> **Work order A**:
Answer these questions from the blood pressure text:
(i) About what percentage of Americans does high blood pressure affect?
(ii) A normal blood pressure reading is typically less than what?
(iii) How often should people 40 and above have their blood pressure screened?
> **Work order B**:
Copy everything in the blood pressure text from "Many of us have" down to "are greatly increased.", substituting "adults" for "Americans".

> **Exercise text**:

********************

Many of us have heard blood pressure being referred to as “the silent killer.” High blood pressure, or hypertension, is a dangerous condition that affects approximately 30% of Americans, causing up to 60,000 deaths per year according to The Society for Cardiovascular Angiography and Interventions. It is often called “the silent killer” because it typically has no symptoms until after it has done damage to the heart and arteries. Many of us may have high blood pressure and not even know it and therefore, do not understand the risks for heart attack, stroke, circulation problems, heart failure, kidney diseases, and eye disease to name a few are greatly increased.
Blood pressure is the force of blood pushing against the inside of the arteries as the heart pumps the blood through your body. Blood pressure readings are recorded with two numbers, with the top number (systolic pressure) relating to the force of blood when your heart beats, and the bottom number (diastolic pressure) relating to the force of blood against the artery walls when your heart rests. A normal blood pressure reading is one that is typically less than 120/80 millimeters of mercury (mmHg). Prehypertension refers to blood pressure that is raised enough to be a warning sign for developing hypertension. These numbers will be anything above normal up to 139/89 mmHg. At this range, most of the damage can be maintained or possibly reversed. Hypertension is 140/90 mmHg and above. You will require treatment for this high blood pressure and most often the treatment will be medication and lifestyle changes. These numbers are a roundabout and the diagnosis of hypertension will be made by your physician based on other factors as well such as your age and other medical conditions.
The only way to truly know if you have high blood pressure is to have a physician test it. Typically three elevated readings will signify the need for medication. You may be asked to purchase a blood pressure cuff and machine for home use and keep a log of your readings throughout the day. However, if someone with very high blood pressure does not regularly see their physician and has not had their blood pressure checked or treated for years and suddenly notices their urine output is much less than normal, a lot of kidney damage may have already occurred and may not be reversible. This scenario and many more are why it’s important to have regularly scheduled visits with your physician before the silent killer can state its claim. It is recommended to have your blood pressure screened at least on yearly visits with your primary care doctor if you are 40 and above. If you are 18-39, it should be monitored every 1-5 years depending on whether you are high risk for developing high blood pressure or if you have symptoms such as a headache.
If you are diagnosed with hypertension, your physician may suggest some or all of the following:
Regular blood pressure monitoring. You may need to have your blood pressure tested periodically to make sure your treatment is keeping it in a healthy range.
Lifestyle changes. Exercise, weight loss, salt reduction, quitting smoking, and stress reduction can all help lower your blood pressure.
Medications. Your physician may prescribe medications such as diuretics, beta blockers, or other medication. These medications work in various ways to reduce the pressure of blood against artery walls and the workload of the heart.
While we are here to educate, we are not a substitute to your regularly scheduled physician appointment. Always make time to see your physician and ask any questions that you may have. We hope that if you haven’t seen your physician lately, that this post encourages you to do so.

********************

[Items from a data source]
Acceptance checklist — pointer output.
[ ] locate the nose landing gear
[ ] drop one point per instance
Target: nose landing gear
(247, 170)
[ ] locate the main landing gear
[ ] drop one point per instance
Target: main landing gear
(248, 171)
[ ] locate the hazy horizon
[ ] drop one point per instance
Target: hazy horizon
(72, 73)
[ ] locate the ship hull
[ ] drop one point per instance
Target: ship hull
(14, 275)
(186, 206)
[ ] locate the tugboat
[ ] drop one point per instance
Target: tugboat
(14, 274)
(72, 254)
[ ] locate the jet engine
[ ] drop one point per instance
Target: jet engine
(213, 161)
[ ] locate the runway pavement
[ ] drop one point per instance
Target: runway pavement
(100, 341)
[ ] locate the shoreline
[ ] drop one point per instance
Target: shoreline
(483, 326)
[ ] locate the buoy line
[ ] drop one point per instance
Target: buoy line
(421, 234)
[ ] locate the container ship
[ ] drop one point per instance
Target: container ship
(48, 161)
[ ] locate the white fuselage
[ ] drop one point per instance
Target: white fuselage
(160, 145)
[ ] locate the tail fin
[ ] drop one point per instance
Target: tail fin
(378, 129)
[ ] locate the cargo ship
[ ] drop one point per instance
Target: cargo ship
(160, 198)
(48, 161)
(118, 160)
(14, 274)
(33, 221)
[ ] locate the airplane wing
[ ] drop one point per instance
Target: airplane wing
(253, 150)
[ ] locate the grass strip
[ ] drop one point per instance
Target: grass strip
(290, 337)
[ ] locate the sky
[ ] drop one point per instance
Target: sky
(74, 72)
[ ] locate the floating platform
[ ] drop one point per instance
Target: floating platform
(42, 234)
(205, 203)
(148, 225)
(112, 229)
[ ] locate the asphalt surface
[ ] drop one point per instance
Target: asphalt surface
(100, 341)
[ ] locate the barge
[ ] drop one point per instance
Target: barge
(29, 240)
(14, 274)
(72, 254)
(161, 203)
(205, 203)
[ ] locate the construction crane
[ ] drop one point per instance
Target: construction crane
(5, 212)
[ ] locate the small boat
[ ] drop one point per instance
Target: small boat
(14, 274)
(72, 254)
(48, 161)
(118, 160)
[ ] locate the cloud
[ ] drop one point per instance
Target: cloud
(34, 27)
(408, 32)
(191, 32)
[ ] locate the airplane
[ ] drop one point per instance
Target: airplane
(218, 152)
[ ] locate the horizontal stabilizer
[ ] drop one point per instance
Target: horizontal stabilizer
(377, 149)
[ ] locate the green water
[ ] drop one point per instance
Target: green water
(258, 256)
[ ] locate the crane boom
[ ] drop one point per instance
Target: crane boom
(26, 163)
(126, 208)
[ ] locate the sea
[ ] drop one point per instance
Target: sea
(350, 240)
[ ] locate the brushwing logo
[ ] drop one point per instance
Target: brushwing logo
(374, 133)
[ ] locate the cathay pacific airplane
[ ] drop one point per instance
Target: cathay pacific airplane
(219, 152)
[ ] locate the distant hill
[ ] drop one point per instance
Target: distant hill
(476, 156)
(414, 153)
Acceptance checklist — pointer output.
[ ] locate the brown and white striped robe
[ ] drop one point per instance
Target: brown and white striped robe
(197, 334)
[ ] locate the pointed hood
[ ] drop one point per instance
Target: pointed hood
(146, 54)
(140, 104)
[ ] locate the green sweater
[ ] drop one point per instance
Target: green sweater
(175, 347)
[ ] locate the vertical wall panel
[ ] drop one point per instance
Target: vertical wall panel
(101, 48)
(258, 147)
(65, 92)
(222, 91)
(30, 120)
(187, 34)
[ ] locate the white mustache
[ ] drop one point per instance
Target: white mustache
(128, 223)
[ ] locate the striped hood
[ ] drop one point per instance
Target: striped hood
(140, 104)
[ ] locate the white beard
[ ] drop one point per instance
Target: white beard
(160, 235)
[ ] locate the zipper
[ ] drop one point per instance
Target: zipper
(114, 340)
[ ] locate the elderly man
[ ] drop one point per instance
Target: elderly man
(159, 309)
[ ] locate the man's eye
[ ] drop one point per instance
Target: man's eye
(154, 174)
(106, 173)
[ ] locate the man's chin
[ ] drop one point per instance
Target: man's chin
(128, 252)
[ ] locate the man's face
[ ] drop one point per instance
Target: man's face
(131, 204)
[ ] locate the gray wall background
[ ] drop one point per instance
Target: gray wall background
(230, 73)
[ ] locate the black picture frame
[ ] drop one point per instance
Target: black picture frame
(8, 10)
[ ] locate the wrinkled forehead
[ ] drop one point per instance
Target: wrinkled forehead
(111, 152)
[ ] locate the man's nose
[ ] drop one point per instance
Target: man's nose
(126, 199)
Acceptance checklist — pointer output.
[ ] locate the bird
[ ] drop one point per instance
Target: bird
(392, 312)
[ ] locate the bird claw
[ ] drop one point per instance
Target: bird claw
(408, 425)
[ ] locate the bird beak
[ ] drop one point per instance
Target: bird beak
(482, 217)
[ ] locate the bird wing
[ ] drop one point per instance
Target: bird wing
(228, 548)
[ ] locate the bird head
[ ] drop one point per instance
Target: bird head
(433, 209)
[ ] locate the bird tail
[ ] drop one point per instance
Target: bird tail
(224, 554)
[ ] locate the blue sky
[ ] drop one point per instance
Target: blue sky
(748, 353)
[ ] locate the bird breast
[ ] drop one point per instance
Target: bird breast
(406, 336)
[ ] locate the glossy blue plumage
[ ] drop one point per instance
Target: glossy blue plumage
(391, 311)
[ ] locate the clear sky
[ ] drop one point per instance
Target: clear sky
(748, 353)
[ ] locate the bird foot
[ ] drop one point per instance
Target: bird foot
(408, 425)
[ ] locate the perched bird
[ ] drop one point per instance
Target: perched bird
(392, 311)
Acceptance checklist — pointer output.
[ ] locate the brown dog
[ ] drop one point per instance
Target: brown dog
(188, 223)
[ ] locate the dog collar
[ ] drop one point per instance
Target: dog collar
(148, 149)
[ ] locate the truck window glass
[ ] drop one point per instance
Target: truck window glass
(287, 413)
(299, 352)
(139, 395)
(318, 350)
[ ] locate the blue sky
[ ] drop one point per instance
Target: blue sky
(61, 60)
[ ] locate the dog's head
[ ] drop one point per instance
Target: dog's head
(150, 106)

********************

> **Output A**:
(i) Approximately 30%
(ii) 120/80 millimeters of mercury (mmHg)
(iii) At least on yearly visits with their primary care doctor

> **Output B**:
Many of us have heard blood pressure being referred to as “the silent killer.” High blood pressure, or hypertension, is a dangerous condition that affects approximately 30% of adults, causing up to 60,000 deaths per year according to The Society for Cardiovascular Angiography and Interventions. It is often called “the silent killer” because it typically has no symptoms until after it has done damage to the heart and arteries. Many of us may have high blood pressure and not even know it and therefore, do not understand the risks for heart attack, stroke, circulation problems, heart failure, kidney diseases, and eye disease to name a few are greatly increased.